- Assignment -
Only the number is wanted: how many lines in the material below contain "above".

- Given data -
----

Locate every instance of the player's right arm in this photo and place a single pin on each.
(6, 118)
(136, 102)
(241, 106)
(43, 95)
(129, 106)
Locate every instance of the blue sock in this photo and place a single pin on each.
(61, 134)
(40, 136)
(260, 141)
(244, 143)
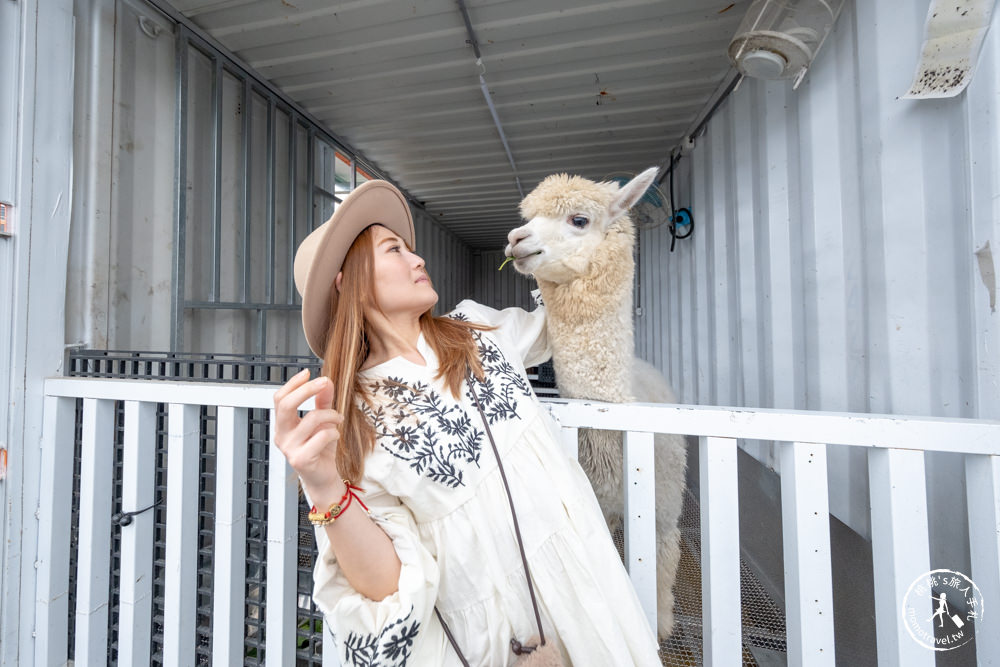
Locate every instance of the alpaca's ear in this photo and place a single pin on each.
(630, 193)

----

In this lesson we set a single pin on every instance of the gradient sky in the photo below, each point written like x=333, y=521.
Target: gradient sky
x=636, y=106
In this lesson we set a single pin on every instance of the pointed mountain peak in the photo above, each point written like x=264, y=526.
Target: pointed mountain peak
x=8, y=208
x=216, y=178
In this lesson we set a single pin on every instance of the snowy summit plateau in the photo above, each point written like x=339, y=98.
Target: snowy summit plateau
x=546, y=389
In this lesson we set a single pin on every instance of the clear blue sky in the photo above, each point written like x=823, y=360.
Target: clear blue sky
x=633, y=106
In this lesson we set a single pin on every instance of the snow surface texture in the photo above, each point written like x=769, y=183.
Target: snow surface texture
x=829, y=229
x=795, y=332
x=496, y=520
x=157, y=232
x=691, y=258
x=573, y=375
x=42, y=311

----

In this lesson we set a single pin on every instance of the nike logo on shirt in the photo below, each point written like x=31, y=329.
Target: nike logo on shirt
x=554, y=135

----

- Your response -
4